WHAT THE EXERCISE ASKS: Copy these lines below word for word.

==== GIVEN INFORMATION

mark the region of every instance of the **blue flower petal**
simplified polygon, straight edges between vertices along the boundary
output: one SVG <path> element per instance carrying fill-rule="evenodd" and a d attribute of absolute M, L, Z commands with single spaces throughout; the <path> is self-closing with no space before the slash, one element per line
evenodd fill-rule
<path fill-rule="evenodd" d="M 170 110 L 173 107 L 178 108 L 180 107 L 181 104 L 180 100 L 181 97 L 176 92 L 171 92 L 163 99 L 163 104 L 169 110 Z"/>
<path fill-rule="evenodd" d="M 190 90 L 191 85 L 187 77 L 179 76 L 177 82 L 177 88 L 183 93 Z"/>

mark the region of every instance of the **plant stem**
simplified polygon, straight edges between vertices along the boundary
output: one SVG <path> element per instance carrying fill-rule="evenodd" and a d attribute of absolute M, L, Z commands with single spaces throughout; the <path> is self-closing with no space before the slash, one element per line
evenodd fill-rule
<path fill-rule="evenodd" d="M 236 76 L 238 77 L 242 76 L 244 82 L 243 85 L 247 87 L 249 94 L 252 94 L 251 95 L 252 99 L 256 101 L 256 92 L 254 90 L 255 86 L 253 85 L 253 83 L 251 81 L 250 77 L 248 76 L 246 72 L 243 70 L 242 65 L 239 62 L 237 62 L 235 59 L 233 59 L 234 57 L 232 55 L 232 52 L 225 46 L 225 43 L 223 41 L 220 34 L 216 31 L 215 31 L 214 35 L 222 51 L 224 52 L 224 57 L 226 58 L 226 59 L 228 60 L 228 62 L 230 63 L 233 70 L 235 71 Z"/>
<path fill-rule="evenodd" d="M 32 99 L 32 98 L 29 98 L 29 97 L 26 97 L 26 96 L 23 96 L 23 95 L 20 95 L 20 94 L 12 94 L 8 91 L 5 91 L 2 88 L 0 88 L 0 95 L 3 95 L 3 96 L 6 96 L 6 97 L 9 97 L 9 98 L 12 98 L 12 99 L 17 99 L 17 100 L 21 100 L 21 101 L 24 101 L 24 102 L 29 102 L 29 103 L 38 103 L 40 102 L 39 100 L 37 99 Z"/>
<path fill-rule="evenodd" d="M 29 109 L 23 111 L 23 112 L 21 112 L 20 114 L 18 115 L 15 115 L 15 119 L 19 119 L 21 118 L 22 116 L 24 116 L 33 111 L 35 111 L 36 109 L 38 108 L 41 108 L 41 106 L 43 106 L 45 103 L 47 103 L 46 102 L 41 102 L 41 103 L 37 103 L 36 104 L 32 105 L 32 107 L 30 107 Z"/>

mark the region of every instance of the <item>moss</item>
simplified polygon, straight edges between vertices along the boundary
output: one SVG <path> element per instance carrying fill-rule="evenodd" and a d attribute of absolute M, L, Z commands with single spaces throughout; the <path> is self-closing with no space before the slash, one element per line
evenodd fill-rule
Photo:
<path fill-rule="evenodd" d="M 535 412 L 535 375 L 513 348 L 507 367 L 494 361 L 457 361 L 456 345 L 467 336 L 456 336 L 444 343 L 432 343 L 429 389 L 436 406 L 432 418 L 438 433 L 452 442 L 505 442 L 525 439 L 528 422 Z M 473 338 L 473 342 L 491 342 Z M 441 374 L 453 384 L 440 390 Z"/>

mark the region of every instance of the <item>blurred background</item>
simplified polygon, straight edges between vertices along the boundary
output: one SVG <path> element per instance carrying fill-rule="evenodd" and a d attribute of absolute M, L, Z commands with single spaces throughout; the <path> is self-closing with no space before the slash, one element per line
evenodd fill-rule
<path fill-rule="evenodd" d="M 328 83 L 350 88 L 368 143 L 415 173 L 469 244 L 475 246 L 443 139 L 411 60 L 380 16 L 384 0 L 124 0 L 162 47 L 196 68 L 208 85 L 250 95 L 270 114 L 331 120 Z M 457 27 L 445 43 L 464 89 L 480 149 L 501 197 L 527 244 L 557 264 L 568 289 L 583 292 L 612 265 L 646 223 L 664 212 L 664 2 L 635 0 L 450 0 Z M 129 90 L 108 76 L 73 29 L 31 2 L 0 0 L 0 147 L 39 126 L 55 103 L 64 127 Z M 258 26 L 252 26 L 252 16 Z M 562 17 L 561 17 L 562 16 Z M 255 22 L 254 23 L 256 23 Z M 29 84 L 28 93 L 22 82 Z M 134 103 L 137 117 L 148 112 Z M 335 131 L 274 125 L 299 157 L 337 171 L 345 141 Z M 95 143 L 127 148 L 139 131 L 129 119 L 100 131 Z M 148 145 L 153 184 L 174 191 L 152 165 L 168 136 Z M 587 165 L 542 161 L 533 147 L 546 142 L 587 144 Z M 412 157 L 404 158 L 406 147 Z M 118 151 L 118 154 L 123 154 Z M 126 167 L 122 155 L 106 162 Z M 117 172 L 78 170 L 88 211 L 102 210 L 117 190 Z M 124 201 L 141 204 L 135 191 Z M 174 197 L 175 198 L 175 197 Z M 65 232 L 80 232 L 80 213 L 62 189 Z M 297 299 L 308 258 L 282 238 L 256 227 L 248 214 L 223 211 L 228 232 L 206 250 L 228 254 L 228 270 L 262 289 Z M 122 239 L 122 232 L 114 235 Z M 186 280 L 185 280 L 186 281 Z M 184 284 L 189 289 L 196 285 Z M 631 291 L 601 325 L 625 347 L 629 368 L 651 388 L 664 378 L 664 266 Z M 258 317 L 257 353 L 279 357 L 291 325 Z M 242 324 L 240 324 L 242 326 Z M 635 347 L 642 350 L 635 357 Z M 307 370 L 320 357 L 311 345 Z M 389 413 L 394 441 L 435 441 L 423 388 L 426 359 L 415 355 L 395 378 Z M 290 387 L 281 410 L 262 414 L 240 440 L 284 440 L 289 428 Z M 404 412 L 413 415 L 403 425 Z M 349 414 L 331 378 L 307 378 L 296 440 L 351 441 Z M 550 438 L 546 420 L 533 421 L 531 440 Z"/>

========

TASK RESPONSE:
mark the region of every instance of the **blue flower petal**
simplified polygon, straight edges between vertices along the boundary
output: one SVG <path> element per instance carrying fill-rule="evenodd" and a d attribute of absolute M, L, Z commands with single spaces throughout; the <path> is self-closing with no space before the slash, one element per line
evenodd fill-rule
<path fill-rule="evenodd" d="M 170 110 L 173 107 L 178 108 L 180 107 L 181 104 L 180 100 L 181 97 L 176 92 L 171 92 L 163 99 L 163 104 L 169 110 Z"/>
<path fill-rule="evenodd" d="M 190 90 L 191 85 L 187 77 L 179 76 L 177 82 L 177 88 L 183 93 Z"/>

mark the region of every instance of the **plant stem**
simplified polygon, straight edges between vertices along the boundary
output: one SVG <path> element per instance carrying fill-rule="evenodd" and a d attribute of absolute M, L, Z commands with single spaces throughout; the <path> is self-closing with no space before the slash, one element per line
evenodd fill-rule
<path fill-rule="evenodd" d="M 236 76 L 238 77 L 242 76 L 244 82 L 243 85 L 247 87 L 249 94 L 252 94 L 251 95 L 252 99 L 256 101 L 256 92 L 254 90 L 255 86 L 253 85 L 253 83 L 251 81 L 250 77 L 248 76 L 246 72 L 243 70 L 242 65 L 239 62 L 237 62 L 235 59 L 233 59 L 234 57 L 232 55 L 232 52 L 225 46 L 225 43 L 223 41 L 220 34 L 216 31 L 215 31 L 214 35 L 222 51 L 224 52 L 224 57 L 226 58 L 226 59 L 228 60 L 228 62 L 230 63 L 233 70 L 235 71 Z"/>
<path fill-rule="evenodd" d="M 32 99 L 32 98 L 29 98 L 29 97 L 26 97 L 26 96 L 23 96 L 23 95 L 20 95 L 20 94 L 12 94 L 8 91 L 5 91 L 2 88 L 0 88 L 0 95 L 3 95 L 3 96 L 6 96 L 6 97 L 9 97 L 9 98 L 12 98 L 12 99 L 17 99 L 17 100 L 21 100 L 21 101 L 24 101 L 24 102 L 29 102 L 29 103 L 38 103 L 40 102 L 39 100 L 37 99 Z"/>
<path fill-rule="evenodd" d="M 29 109 L 23 111 L 23 112 L 21 112 L 20 114 L 18 115 L 15 115 L 15 119 L 19 119 L 21 118 L 22 116 L 24 116 L 33 111 L 35 111 L 36 109 L 38 108 L 41 108 L 41 106 L 43 106 L 45 103 L 47 103 L 46 102 L 41 102 L 41 103 L 37 103 L 36 104 L 32 105 L 32 107 L 30 107 Z"/>

mark the region of every instance of the <item>moss</item>
simplified polygon, straight edges between vertices along the boundary
output: one SVG <path> element per instance carrying fill-rule="evenodd" and a d attribute of absolute M, L, Z commands with single spaces throughout; the <path> is self-closing with no space before the slash, one element per line
evenodd fill-rule
Photo:
<path fill-rule="evenodd" d="M 535 412 L 535 375 L 513 348 L 507 367 L 494 361 L 457 361 L 456 345 L 467 336 L 456 336 L 444 343 L 432 343 L 429 389 L 436 406 L 432 418 L 438 433 L 452 442 L 505 442 L 525 439 L 528 422 Z M 473 338 L 473 342 L 491 342 Z M 441 374 L 453 384 L 440 390 Z"/>

mark the region of every instance of the <item>blurred background</item>
simplified polygon, straight edges between vertices along the boundary
output: one SVG <path> element per instance carrying fill-rule="evenodd" and a d attribute of absolute M, L, Z commands with single spaces throughout; the <path> is self-closing with no space before the slash, one element per line
evenodd fill-rule
<path fill-rule="evenodd" d="M 328 83 L 350 88 L 368 143 L 415 173 L 469 244 L 475 246 L 443 139 L 411 60 L 380 16 L 384 0 L 124 0 L 162 47 L 196 68 L 208 85 L 250 95 L 270 114 L 331 120 Z M 457 27 L 445 43 L 464 89 L 480 149 L 501 197 L 527 244 L 557 264 L 568 289 L 583 292 L 612 265 L 646 223 L 664 212 L 664 2 L 635 0 L 450 0 Z M 129 90 L 108 76 L 73 29 L 31 2 L 0 0 L 0 147 L 39 126 L 55 103 L 64 127 Z M 258 26 L 252 26 L 252 16 Z M 562 17 L 561 17 L 562 16 Z M 255 22 L 254 23 L 256 23 Z M 29 84 L 28 93 L 22 82 Z M 134 103 L 137 117 L 148 112 Z M 335 131 L 274 125 L 299 157 L 337 171 L 345 141 Z M 95 143 L 127 148 L 139 131 L 129 119 L 100 131 Z M 148 145 L 153 184 L 174 191 L 152 165 L 168 136 Z M 587 165 L 542 161 L 533 147 L 546 142 L 587 144 Z M 412 157 L 404 158 L 406 147 Z M 118 151 L 118 154 L 123 154 Z M 126 167 L 122 155 L 106 162 Z M 117 172 L 78 170 L 88 211 L 102 210 L 117 190 Z M 124 201 L 141 204 L 135 191 Z M 174 197 L 175 198 L 175 197 Z M 65 232 L 80 232 L 80 213 L 62 189 Z M 297 299 L 308 258 L 282 238 L 256 227 L 248 214 L 223 211 L 228 232 L 206 250 L 228 254 L 228 270 L 262 289 Z M 122 239 L 122 232 L 114 235 Z M 186 280 L 185 280 L 186 281 Z M 184 284 L 189 289 L 196 285 Z M 631 291 L 601 325 L 625 347 L 629 368 L 651 388 L 664 378 L 664 266 Z M 258 317 L 257 353 L 279 357 L 291 325 Z M 242 324 L 240 324 L 242 326 Z M 635 347 L 642 350 L 635 357 Z M 307 370 L 320 357 L 311 345 Z M 389 413 L 394 441 L 435 441 L 423 388 L 426 359 L 415 355 L 395 378 Z M 290 387 L 281 410 L 262 414 L 240 440 L 284 440 L 289 428 Z M 404 412 L 413 415 L 403 425 Z M 349 414 L 331 378 L 307 378 L 296 440 L 351 441 Z M 550 438 L 546 420 L 533 421 L 531 440 Z"/>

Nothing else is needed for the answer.